Selected passage.
....................

So then why are some of us paying almost $30 more for a 24 than the province next to us? We’ve found prices for a case of Molson across the nation and cross-referenced that with provincial alcohol consumption data. In other words, we’re looking at who’s really getting gouged at the liquor store. Here is what we found:

The price of a 24 of Molson varies pretty widely across the country. The cheapest 24 in Canada can be purchased in Quebec for $26.99 and the most expensive is $56.65 in the Northwest Territories. The reason for the big discrepancy? Varying taxes and transportation costs. Between these two extremes there is some more nuanced pricing. Ontario ($34.95) and British Columbia ($34.99) are relatively inexpensive. Prices rise a little in the sparsely-populated Prairies, with Manitobans paying $40.49, Albertans shelling out $44.99, and Saskatchewanians getting their drink on for $46.49.

....................

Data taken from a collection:
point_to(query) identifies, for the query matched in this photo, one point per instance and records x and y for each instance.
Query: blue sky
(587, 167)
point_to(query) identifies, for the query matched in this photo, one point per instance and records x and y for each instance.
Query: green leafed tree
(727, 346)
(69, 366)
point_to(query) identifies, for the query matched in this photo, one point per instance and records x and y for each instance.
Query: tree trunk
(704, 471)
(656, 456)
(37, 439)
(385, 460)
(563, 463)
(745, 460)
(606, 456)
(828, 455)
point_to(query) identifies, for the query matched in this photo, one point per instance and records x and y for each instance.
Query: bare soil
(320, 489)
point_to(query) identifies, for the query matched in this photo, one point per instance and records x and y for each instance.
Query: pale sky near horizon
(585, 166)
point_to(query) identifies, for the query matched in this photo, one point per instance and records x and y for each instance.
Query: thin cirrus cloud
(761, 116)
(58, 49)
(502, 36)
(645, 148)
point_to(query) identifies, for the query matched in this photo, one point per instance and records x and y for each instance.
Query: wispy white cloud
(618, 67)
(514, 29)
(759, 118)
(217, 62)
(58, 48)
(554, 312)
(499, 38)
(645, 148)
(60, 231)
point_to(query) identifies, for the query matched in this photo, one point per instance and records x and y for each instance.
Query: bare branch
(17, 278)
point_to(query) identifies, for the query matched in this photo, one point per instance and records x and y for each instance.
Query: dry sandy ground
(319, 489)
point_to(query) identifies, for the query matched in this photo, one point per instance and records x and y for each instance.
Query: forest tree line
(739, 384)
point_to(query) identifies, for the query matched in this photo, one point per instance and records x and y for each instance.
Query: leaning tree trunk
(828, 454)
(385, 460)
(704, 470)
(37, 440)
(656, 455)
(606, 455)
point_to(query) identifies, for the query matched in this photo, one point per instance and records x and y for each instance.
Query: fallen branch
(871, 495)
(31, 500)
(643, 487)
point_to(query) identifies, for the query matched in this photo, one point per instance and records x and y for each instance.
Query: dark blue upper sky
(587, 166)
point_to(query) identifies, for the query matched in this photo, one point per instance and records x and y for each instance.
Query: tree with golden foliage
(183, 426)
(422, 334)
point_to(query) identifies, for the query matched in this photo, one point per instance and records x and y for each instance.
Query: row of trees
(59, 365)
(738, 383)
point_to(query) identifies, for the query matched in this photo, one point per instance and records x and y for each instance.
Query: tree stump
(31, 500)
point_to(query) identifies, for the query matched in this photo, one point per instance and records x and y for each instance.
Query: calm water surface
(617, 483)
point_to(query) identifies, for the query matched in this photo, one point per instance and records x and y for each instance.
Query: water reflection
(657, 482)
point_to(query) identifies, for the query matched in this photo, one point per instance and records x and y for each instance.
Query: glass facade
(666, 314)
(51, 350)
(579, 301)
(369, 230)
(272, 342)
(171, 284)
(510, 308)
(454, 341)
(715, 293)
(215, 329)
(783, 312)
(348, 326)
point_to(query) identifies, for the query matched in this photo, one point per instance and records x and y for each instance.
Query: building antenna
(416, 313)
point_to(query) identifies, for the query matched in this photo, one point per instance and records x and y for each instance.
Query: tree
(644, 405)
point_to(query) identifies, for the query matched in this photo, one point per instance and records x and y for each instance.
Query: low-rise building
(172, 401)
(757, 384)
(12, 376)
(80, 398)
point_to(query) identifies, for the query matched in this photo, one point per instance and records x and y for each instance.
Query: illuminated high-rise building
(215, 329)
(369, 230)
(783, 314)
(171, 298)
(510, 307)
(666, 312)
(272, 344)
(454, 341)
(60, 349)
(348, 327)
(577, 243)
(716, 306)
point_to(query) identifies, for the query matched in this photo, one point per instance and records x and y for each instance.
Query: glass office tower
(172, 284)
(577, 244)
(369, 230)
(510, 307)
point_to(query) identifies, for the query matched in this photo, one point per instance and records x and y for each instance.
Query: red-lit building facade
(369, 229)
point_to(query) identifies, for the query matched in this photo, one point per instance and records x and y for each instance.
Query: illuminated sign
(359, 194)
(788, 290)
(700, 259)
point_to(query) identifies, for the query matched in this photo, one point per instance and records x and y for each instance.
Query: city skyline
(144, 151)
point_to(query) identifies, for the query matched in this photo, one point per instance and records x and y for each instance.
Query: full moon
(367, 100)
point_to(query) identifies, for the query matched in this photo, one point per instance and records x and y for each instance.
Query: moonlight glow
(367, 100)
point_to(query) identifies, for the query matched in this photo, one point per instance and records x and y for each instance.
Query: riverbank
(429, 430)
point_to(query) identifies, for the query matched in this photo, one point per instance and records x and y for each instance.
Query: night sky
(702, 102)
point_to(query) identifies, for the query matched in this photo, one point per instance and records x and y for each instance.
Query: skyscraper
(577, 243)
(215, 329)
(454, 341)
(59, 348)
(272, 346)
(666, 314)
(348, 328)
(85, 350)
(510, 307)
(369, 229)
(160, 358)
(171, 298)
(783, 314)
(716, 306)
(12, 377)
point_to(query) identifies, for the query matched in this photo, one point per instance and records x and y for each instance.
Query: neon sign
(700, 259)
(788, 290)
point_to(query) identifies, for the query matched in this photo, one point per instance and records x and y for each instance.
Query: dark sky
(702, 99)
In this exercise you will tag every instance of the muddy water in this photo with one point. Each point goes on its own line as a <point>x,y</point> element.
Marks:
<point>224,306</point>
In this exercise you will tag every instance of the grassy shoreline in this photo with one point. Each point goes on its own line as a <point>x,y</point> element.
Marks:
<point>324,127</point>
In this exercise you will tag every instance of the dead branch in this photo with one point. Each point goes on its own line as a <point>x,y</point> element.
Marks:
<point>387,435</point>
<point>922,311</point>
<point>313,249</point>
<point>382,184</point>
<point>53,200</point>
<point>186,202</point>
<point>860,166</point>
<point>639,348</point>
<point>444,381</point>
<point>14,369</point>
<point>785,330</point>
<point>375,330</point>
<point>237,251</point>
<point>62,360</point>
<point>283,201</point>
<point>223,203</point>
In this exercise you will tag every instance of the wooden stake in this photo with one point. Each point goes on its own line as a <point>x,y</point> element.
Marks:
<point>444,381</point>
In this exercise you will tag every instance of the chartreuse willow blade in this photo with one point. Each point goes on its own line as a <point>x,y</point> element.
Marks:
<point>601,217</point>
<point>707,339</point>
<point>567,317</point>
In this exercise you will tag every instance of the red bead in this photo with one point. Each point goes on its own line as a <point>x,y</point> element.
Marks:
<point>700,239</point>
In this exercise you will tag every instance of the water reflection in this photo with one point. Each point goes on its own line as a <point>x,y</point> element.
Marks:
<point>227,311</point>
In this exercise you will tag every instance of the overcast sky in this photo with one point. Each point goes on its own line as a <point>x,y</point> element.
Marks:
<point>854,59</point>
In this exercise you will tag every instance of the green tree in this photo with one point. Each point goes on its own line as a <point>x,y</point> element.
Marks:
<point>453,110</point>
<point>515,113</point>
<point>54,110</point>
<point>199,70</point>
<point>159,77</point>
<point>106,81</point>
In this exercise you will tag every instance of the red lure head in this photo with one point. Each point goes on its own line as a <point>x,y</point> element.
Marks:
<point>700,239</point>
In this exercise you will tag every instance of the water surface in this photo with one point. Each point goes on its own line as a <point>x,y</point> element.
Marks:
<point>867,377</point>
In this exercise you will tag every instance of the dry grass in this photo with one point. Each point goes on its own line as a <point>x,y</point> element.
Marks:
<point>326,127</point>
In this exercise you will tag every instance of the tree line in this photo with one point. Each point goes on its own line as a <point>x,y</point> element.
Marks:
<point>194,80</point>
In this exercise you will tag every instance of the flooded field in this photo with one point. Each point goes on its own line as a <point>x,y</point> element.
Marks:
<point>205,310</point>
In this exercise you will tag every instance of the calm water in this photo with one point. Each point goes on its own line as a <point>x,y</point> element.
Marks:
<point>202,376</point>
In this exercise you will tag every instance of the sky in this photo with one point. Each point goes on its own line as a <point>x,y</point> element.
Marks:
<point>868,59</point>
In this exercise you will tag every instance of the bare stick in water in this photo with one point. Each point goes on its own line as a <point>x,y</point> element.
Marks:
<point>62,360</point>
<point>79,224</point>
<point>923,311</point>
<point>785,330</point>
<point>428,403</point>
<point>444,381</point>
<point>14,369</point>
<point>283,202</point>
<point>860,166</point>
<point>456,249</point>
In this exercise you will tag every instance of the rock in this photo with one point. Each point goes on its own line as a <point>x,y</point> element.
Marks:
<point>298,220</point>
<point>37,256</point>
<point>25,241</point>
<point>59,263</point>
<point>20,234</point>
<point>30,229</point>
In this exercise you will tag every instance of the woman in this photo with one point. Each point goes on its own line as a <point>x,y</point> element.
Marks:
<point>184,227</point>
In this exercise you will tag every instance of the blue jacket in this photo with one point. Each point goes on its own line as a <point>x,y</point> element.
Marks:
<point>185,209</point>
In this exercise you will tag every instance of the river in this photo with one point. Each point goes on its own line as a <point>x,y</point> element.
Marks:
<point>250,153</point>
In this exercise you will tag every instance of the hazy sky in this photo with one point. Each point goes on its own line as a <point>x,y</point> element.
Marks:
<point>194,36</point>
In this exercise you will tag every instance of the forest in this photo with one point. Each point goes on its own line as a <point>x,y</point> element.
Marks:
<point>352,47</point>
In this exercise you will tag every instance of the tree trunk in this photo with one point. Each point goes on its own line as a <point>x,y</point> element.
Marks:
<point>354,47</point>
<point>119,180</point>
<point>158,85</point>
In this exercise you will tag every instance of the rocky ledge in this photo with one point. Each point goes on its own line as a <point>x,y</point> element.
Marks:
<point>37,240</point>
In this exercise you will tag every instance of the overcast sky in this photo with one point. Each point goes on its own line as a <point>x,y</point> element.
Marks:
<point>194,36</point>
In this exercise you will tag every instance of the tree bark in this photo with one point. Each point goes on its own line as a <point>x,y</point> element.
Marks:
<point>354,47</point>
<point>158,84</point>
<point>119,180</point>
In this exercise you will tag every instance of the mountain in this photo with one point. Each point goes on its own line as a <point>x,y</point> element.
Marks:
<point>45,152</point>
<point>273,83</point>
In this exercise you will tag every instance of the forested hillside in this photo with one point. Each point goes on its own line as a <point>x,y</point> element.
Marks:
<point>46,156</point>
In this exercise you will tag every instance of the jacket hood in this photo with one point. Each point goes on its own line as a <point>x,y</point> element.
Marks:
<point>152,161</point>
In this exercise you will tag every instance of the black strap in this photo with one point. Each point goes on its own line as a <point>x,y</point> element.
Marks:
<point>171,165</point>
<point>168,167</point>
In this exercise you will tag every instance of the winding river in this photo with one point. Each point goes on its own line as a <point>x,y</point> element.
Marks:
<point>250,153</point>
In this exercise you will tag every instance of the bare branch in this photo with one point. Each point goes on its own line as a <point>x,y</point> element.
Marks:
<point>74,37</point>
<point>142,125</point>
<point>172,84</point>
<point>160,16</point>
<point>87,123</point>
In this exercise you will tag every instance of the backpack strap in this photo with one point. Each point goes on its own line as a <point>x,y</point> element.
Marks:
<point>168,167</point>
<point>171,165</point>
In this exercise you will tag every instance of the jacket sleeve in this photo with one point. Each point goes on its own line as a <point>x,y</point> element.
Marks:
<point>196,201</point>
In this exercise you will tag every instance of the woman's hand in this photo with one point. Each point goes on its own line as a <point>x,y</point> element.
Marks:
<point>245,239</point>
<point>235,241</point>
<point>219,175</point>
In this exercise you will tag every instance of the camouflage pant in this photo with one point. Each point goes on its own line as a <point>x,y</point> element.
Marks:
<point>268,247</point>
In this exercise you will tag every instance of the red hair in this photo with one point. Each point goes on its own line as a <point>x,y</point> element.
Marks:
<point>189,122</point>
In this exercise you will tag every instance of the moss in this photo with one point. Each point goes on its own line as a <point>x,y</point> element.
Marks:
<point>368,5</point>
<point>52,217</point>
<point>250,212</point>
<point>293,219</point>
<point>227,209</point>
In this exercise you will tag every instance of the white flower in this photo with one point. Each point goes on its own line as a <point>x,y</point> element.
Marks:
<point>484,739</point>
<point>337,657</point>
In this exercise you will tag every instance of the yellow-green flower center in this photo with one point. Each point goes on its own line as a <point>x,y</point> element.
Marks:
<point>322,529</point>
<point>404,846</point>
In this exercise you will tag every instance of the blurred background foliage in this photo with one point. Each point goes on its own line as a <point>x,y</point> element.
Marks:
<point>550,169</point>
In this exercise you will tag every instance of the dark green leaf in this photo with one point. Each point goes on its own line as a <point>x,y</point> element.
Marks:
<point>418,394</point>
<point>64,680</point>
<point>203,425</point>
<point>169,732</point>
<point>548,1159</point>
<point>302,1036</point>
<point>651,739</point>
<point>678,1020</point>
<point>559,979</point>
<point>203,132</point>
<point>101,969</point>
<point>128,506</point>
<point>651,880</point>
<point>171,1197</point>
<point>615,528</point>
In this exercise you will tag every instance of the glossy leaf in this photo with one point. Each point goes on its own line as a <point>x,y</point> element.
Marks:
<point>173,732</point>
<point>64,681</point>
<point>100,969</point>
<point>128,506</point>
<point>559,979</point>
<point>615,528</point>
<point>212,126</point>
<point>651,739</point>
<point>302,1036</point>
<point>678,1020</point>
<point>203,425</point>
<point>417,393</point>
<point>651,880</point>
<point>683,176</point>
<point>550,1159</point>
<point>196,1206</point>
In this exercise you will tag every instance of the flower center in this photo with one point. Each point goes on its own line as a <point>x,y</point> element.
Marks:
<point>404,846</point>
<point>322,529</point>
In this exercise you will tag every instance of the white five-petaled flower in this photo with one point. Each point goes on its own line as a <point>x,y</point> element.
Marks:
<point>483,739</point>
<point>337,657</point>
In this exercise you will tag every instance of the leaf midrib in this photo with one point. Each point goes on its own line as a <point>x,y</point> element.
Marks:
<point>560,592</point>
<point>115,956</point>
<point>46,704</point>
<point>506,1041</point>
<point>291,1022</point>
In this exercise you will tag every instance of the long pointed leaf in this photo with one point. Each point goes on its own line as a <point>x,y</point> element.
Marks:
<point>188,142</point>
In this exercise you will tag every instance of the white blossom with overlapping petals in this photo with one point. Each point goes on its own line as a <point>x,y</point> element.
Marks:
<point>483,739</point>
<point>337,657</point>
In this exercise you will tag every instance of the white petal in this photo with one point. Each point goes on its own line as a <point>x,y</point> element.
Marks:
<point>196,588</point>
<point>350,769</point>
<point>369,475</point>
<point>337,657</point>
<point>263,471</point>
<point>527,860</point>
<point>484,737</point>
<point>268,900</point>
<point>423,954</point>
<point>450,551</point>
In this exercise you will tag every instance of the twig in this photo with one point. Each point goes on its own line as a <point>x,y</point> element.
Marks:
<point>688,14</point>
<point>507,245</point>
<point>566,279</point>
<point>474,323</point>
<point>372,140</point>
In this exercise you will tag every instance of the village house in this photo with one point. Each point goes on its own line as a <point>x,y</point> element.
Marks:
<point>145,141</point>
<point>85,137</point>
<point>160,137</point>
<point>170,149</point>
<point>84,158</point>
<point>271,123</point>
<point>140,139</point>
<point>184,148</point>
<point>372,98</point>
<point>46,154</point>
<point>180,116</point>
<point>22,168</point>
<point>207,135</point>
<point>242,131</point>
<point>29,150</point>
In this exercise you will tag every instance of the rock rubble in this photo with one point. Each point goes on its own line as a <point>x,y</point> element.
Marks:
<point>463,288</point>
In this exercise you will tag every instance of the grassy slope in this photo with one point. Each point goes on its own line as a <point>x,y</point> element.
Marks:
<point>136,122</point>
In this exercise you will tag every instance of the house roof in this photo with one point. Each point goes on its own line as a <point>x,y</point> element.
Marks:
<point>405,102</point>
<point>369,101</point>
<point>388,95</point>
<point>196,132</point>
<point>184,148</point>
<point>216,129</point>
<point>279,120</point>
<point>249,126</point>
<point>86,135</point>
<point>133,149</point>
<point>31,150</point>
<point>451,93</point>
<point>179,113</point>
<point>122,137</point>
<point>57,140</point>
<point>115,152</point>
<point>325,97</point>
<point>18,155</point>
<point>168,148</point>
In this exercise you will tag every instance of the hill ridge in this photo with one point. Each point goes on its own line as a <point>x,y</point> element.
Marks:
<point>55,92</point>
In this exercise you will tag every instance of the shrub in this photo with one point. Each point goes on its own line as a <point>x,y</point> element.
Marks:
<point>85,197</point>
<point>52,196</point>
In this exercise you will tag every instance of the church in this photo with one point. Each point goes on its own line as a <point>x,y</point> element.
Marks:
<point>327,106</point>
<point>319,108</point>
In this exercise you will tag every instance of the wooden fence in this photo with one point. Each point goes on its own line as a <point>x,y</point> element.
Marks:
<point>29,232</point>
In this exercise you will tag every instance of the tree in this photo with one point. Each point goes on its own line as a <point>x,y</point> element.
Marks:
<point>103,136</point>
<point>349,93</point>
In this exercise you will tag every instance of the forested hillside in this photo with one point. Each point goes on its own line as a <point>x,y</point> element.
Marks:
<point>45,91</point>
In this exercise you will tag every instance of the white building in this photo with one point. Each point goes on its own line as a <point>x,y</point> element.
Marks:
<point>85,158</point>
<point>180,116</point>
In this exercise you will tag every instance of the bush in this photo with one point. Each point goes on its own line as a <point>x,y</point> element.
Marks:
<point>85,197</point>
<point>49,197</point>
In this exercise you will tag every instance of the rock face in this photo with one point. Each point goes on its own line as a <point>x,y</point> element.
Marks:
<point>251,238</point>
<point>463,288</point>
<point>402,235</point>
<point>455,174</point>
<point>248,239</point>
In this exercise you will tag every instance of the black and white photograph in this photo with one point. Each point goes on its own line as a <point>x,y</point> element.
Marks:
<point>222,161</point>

....................

Work to do.
1. Answer these questions using the text on beer prices in Canada:
(a) What data were the Molson prices cross-referenced with?
(b) In which place is the cheapest 24 of Molson sold, and for how much?
(c) What do people in Saskatchewan pay for a 24?
2. Translate this sentence from the text on beer prices in Canada into Spanish: "The reason for the big discrepancy? Varying taxes and transportation costs."
3. Pick up the text on beer prices in Canada from where it stops and write a few more sentences in the same style.
The items are separate material and not part of the text on beer prices.

Final results.
1.
(a) Provincial alcohol consumption data.
(b) Quebec, for $26.99.
(c) $46.49.

2. ¿La razón de la gran diferencia? Los distintos impuestos y costos de transporte.

3.
These prices get a little more interesting when you start to compare them to provincial alcohol consumption. For example, Quebec, with the cheapest price for a 24 in the country also has the highest level of alcohol consumption (81.7% of its inhabitants report having a drink in the last twelve months). Alberta on the other hand with its expensive beer boasts similar drinking levels (80%), perhaps that degree of indulgence (despite the higher cost of beer) speaks to the province’s booming economy. Another interesting (regional) data point: PEI (72.7%), New Brunswick (73.3%), and Nova Scotia (73.8%) have the lowest level of alcohol consumption in the country.

We’ll see you in Quebec.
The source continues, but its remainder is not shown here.